Prompt — Rewrite the data below as a numbered list, one line per item, omitting any blank lines.
= = = =
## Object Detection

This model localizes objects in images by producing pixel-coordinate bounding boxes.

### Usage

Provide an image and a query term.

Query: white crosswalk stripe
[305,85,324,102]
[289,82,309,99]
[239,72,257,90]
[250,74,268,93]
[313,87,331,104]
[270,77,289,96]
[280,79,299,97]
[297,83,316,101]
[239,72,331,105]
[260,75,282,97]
= = = =
Answer to the exercise —
1. ## Object Detection
2. This model localizes objects in images by producing pixel-coordinate bounding boxes.
3. ### Usage
4. Provide an image and a query term.
5. Query: white crosswalk stripe
6. [305,85,324,102]
7. [289,82,309,99]
8. [239,72,257,90]
9. [250,74,268,93]
10. [313,87,331,104]
11. [270,77,289,96]
12. [280,79,299,97]
13. [297,83,316,101]
14. [239,72,331,105]
15. [260,75,282,97]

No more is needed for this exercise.